In CC v Leeds City Council [2018] EWHC 1312 (QB) Mr Justice Turner reiterates the importance of the risk assessment in personal injury litigation.   On appeal the judge  rejected an argument that a claimant had failed to prove causation. The defendant’s argument that the claimant had not established negligence were withdrawn in the course of the appeal.

The judgment also provides a useful opportunity to remind people that I am talking on the subject of risk assessments next Tuesday (5th June 2018) at Zenith Chambers in Leeds  (16.30 – 19.00).  Details are available from Zenith Chambers here


“A failure to implement a control measure in a formal risk assessment will not inevitably connote a breach of duty in negligence but in most cases it is likely to go a very considerable way towards it.”



The claimant was 10 years old. He visited a laser centre where laser fights took place in relative guidance. He fell over a tripping point caused by a change in level and suffered injury. The claimant succeeded in a trial before the circuit judge. The defendant appealed.


The defendant appealed on the issue of liability, but conceded breach of duty during the course of the appeal.

● **Given instruction**
Please state what the claimant tripped over, according to the case note on CC v Leeds City Council. The records come from a separate source.

● **Extracted entries**
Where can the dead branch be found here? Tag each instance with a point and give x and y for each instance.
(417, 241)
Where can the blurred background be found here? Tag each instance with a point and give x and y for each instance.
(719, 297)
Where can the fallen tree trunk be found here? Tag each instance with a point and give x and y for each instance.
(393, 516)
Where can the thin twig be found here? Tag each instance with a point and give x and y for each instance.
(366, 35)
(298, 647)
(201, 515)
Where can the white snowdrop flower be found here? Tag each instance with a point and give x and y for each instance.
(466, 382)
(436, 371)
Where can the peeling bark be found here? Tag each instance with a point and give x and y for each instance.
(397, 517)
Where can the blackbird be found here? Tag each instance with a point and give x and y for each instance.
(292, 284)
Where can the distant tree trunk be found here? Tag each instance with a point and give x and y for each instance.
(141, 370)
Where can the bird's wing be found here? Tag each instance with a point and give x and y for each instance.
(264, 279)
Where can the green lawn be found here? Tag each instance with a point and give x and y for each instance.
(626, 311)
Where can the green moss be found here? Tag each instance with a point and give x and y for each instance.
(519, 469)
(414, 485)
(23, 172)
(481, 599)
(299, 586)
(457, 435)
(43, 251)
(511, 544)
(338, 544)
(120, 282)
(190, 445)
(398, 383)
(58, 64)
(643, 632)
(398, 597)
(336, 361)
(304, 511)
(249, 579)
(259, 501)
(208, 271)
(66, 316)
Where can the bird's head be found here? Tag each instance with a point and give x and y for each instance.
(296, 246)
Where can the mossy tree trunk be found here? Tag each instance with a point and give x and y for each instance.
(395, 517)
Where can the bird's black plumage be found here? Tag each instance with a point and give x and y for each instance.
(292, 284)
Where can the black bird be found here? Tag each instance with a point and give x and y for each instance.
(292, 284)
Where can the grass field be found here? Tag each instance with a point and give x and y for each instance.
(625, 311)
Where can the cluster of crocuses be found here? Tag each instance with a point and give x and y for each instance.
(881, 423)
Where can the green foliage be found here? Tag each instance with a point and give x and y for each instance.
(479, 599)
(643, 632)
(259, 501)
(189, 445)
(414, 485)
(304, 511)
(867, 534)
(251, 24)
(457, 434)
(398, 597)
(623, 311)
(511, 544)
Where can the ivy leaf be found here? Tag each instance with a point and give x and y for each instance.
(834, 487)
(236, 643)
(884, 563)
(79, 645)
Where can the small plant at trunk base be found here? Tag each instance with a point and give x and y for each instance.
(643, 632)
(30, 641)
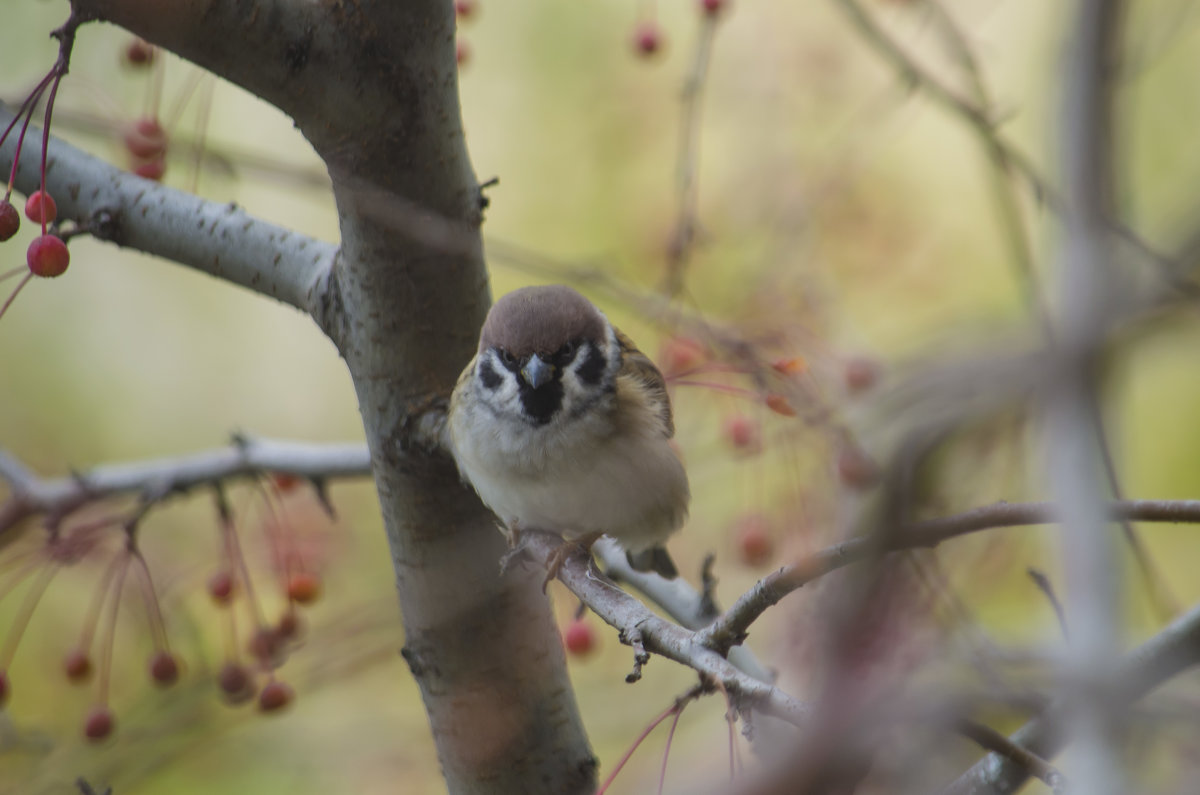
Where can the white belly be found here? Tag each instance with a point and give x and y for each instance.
(633, 491)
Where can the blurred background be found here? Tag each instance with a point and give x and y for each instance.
(847, 231)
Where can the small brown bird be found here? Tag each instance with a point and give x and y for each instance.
(562, 424)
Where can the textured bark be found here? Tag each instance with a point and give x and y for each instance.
(373, 87)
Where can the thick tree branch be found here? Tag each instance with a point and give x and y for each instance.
(155, 479)
(219, 239)
(731, 627)
(1168, 653)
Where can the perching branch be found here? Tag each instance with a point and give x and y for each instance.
(1168, 653)
(155, 479)
(731, 627)
(639, 625)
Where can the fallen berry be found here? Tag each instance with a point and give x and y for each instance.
(163, 669)
(304, 587)
(77, 665)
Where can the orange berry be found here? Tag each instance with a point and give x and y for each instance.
(790, 366)
(856, 468)
(100, 723)
(163, 669)
(77, 665)
(580, 639)
(743, 434)
(779, 405)
(47, 256)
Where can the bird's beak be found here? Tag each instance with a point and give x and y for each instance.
(537, 372)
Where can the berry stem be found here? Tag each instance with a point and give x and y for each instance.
(13, 296)
(154, 610)
(106, 661)
(24, 613)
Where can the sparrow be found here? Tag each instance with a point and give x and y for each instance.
(561, 424)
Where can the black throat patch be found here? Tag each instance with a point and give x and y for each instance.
(540, 405)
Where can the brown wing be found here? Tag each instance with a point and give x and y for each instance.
(639, 366)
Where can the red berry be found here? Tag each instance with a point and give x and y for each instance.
(753, 535)
(861, 374)
(77, 665)
(139, 53)
(145, 138)
(41, 208)
(221, 587)
(743, 434)
(856, 468)
(151, 169)
(580, 639)
(163, 668)
(267, 646)
(289, 625)
(10, 220)
(100, 723)
(647, 39)
(304, 587)
(235, 681)
(47, 256)
(790, 366)
(275, 695)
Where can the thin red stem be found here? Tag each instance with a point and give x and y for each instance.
(629, 752)
(154, 610)
(24, 613)
(106, 662)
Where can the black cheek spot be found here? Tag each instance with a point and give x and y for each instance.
(487, 375)
(592, 370)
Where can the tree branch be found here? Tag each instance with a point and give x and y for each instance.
(731, 627)
(219, 239)
(1168, 653)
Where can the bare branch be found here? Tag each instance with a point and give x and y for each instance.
(219, 239)
(635, 620)
(731, 628)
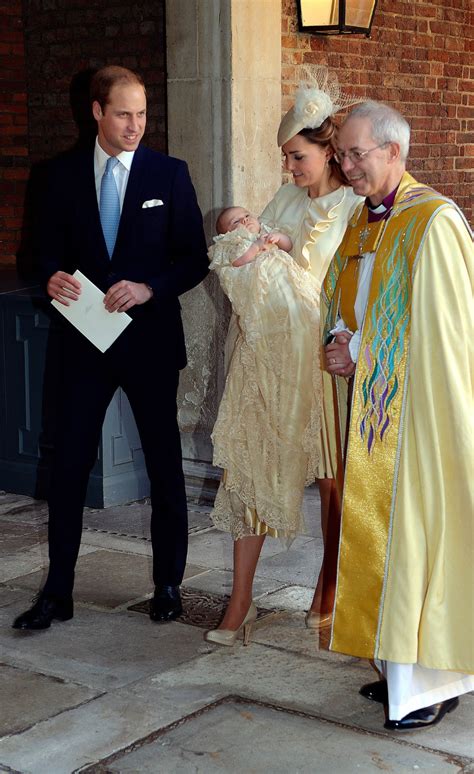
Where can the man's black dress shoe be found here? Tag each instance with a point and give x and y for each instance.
(426, 716)
(166, 603)
(375, 691)
(45, 610)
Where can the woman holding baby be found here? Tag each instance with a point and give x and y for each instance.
(272, 433)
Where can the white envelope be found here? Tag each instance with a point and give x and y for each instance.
(152, 203)
(89, 315)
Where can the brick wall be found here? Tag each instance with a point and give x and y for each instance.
(13, 129)
(58, 43)
(419, 58)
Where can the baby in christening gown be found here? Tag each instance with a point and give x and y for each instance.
(269, 417)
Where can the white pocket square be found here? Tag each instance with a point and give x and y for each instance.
(152, 203)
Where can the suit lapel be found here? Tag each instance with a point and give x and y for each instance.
(132, 194)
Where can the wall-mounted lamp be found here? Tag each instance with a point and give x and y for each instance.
(336, 17)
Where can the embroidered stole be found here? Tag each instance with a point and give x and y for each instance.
(376, 419)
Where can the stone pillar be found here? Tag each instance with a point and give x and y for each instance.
(224, 107)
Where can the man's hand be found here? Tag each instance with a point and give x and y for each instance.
(338, 357)
(63, 287)
(125, 294)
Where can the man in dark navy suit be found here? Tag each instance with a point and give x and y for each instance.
(157, 253)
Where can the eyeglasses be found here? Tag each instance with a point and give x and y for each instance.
(356, 156)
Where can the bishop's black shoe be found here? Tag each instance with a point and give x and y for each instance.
(166, 604)
(426, 716)
(375, 691)
(46, 608)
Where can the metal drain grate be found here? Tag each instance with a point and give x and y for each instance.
(201, 608)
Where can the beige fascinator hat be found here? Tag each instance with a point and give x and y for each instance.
(318, 96)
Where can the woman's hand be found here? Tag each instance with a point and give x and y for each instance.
(338, 356)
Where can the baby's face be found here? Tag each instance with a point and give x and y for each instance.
(237, 216)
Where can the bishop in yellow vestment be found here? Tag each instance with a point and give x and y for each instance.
(398, 340)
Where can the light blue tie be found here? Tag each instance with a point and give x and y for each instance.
(109, 205)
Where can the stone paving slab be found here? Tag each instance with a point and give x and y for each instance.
(133, 520)
(291, 597)
(22, 509)
(17, 537)
(96, 649)
(298, 566)
(108, 579)
(220, 582)
(128, 715)
(240, 737)
(27, 697)
(9, 596)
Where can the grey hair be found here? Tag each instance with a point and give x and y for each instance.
(388, 125)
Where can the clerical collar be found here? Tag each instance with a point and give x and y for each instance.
(383, 209)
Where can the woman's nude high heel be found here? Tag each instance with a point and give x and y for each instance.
(228, 636)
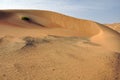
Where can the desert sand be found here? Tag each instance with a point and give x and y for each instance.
(114, 26)
(45, 45)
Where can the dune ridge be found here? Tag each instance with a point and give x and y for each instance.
(52, 46)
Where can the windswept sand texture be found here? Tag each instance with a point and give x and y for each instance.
(52, 46)
(115, 26)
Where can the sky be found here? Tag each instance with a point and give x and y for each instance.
(103, 11)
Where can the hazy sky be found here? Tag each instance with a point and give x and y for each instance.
(103, 11)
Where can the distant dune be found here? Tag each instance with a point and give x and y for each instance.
(45, 45)
(115, 26)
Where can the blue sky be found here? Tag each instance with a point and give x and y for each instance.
(103, 11)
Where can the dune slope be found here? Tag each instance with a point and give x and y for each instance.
(45, 45)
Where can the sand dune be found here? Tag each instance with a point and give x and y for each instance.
(45, 45)
(115, 26)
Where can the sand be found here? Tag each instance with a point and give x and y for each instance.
(114, 26)
(52, 46)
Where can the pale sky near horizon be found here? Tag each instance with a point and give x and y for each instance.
(103, 11)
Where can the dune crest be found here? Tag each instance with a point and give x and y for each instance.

● **Result of this exercise**
A tripping point caused by a change in level.